> **Tekstblok**:
■ ■ ■ ■ ■

Standplaatsvergunningen
De algemene regel is dat je op élke openbare plek in Nederland een standplaatsvergunning moet hebben voor de plek waar je je foodtruck neerzet om je gerechtjes aan de man te brengen. Zo’n vergunning vraag je aan bij de gemeente waar je met je truck wilt staan. De vergunningen worden op gemeentelijk niveau geregeld en per gemeente zijn er behoorlijk wat verschillen. Afhankelijk van de gemeente zijn er regels voor bijvoorbeeld een vaste of tijdelijke standplaats. Wil je op verschillende plaatsen kunnen staan, zonder een vaste plek, dan heb je in sommige gemeenten een ventvergunning nodig. In andere gemeenten is het voldoende als je een melding doet van je activiteiten.
Voor de aanvraag van een standplaatsvergunning moet je kosten betalen, de zogenaamde leges. De hoogte van dit bedrag verschilt nogal per gemeente en hangt ook af van het soort standplaats en de locatie. Een drukbezocht stadsplein is bijvoorbeeld vaak een stuk duurder dan een park buiten het centrum.

■ ■ ■ ■ ■

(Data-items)

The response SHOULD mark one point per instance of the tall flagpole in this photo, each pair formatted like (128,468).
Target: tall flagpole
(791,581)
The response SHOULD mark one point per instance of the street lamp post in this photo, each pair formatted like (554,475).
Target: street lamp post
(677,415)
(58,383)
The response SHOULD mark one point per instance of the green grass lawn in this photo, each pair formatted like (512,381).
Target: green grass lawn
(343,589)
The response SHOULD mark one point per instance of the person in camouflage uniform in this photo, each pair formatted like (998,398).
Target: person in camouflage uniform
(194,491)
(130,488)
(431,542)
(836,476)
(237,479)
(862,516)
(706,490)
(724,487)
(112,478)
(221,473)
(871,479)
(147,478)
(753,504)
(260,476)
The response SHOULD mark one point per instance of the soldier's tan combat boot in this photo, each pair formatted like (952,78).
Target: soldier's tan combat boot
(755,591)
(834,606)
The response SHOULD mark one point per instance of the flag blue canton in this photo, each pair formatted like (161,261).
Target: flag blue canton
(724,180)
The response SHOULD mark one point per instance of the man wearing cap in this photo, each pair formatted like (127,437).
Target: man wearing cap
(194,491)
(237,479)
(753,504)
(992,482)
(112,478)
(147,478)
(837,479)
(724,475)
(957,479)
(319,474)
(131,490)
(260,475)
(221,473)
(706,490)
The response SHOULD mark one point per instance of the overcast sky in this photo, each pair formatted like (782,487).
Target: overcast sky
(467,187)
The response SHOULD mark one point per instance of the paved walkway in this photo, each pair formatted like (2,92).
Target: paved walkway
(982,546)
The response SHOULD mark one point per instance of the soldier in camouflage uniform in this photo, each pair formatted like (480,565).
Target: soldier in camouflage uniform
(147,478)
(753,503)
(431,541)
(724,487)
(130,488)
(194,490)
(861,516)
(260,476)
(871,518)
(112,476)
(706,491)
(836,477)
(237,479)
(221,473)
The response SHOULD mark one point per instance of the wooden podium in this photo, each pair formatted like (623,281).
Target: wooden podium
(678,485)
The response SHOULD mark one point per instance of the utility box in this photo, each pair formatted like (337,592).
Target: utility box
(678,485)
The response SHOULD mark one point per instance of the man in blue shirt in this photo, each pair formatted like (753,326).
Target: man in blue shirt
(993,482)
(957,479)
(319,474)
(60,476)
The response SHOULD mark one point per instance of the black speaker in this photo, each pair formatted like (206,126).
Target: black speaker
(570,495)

■ ■ ■ ■ ■

> **Instructies opdracht**:
Schrijf het vervolg van de tekst over standplaatsvergunningen voor foodtrucks, te beginnen na de laatste zin.

> **Resultaat opdracht**:
Als je je foodtruck op gemeentegrond, oftewel op een openbare locatie plaatst, betaal je in sommige gemeenten ook nog precariobelasting. Dit zijn kosten die de gemeente doorberekent omdat je grond van de gemeente gebruikt. In sommige gemeenten is de precariobelasting meegenomen in de vergunningskosten. Als je grond van de gemeente huurt, hoef je ook geen precariobelasting te betalen, dat is dan al verwerkt in de huurkosten.
Als je een foodtruck exploiteert op eigen terrein heb je in principe geen standplaatsvergunning nodig, maar je raadt het al: de regels kunnen per gemeente verschillen. Het is dan ook altijd zinvol om de gemeentelijke regelgeving te bestuderen. Elke gemeente heeft een eigen Algemene Plaatselijke Verordening (APV). In deze verordening vind je de regels op het gebied van openbare orde en veiligheid. Er zijn speciale onderdelen in de APV die verwijzen naar benodigde vergunningen voor horeca en evenementen.